TRECHO FORNECIDO -
= = = = =

"Ponham algo de si na psicanálise,
não se identifiquem comigo.
Tenham seu estilo próprio,
pois eu tenho o meu."
Jacques Lacan
Theodor Reik, amigo de Sigmund Freud, foi acusado de charlatanismo por exercer a psicanálise sem ter diploma de medicina. Freud publicou então “A Questão da Análise Leiga”, no qual defende que qualquer pessoa que tenha feito uma formação psicanalítica, e tenha sido submetida a uma análise própria, é apto para exercer a psicanálise.
Na carta a Pfister, Freud acrescentou ainda: “Não sei se o senhor adivinhou a ligação secreta entre “A Questão da Análise Leiga” e “O Futuro de uma Ilusão” (obra em que Freud descreve a religião como a neurose obsessiva universal da humanidade). Na primeira, quero proteger a psicanálise dos médicos; na segunda, dos sacerdotes. Quero entregá-la a uma categoria de curas de alma seculares, que não necessitam ser médicos e não podem ser sacerdotes.”
Antonio Quinet ressalta que ensino da psicanálise deve ser pensado a partir da posição de sujeito dividido. Assim como o “analisante” que elabora o saber inconsciente em sua própria análise, o “ensinante” é um trabalhador cuja construção de saber é ordenada por aquilo que não sabe, mas interroga.

= = = = =

INFORMAÇÕES FORNECIDAS -
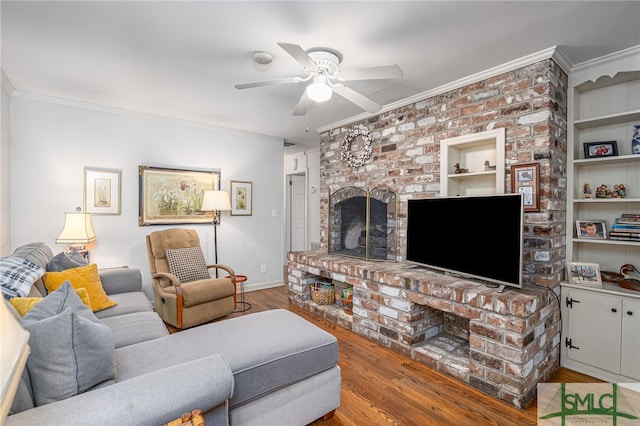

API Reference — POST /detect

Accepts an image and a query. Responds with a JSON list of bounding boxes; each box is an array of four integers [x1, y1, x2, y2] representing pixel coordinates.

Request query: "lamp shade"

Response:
[[56, 212, 96, 244], [202, 191, 231, 212]]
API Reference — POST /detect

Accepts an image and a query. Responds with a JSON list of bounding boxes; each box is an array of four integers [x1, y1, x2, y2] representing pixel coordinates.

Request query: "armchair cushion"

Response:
[[182, 278, 235, 307], [42, 263, 117, 312], [164, 247, 211, 283]]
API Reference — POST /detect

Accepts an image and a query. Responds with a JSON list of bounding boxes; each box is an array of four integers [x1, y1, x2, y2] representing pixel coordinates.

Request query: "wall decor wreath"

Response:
[[340, 124, 373, 170]]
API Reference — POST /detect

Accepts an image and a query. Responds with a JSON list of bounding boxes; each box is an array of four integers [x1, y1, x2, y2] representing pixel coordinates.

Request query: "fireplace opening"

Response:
[[329, 187, 397, 260]]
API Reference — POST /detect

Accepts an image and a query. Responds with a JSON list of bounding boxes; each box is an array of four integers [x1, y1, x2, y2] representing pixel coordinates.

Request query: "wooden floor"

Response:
[[226, 286, 599, 426]]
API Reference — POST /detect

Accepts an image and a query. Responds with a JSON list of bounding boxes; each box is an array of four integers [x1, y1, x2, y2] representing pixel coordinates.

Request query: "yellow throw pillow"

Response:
[[42, 263, 117, 312], [9, 288, 91, 317]]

= = = = =

QUESTÃO 1 -
Responda às perguntas abaixo com base no texto sobre a análise leiga.
(a) De que Theodor Reik foi acusado?
(b) Segundo a carta a Pfister, de quem Freud quer proteger a psicanálise em "O Futuro de uma Ilusão"?
(c) Para Antonio Quinet, a partir de qual posição o ensino da psicanálise deve ser pensado?
QUESTÃO 2 -
Prossiga a redação do texto sobre a análise leiga, começando logo após a última frase dele.

ESPAÇO PARA RESPOSTA 1 -
(a) De charlatanismo, por exercer a psicanálise sem ter diploma de medicina.
(b) Dos sacerdotes.
(c) A partir da posição de sujeito dividido.

ESPAÇO PARA RESPOSTA 2 -
Portanto, na psicanálise não há um saber prévio a ser aplicado em todos os casos, é sempre um a um. Tampouco se transmite o ato psicanalítico, pois este é sempre uma criação particular, é impossível de ser generalizado e é muito mais vinculado à ética do que a técnica.
Como Jacques Lacan, em relação a transmissão da psicanálise, não acredito que ela possa ser ensinada apenas em um estudo sistemático, mas numa vivência clínica e multicultural, tão complexa quanto ser humano é. Não somos nossos comportamentos. Somos infinitamente mais que isso.
A maioria dos psicanalistas tornou-se conservadora por diversas razões. Os lacanianos não deveriam sê-lo, já que Lacan relançou o pensamento da rebelião, da contestação. A Internacional Freudiana tornou-se conservadora porque caiu na repetição do dogma.
“Eles não se renovaram, tornaram-se um movimento dogmático, centrado sobre a clínica e não sobre a reflexão a respeito da sociedade e do indivíduo. Além disso, cometeram o erro de dialogar demais com as ciências duras, ao crer que o debate sobre o cérebro e os neurônios era essencial”, descreve o pensamento da psicanalista Elizabeth Roudinesco.
Os psicanalistas brasileiros são ecléticos. Com isso se formou uma psicanálise pegando um pouquinho de Freud, um cadinho de Lacan, uma pitada de Jung, e por aí foi. Isso funciona porque questiona o dogmatismo. A desconstrução dogmática traz um novo olhar sobre a clínica.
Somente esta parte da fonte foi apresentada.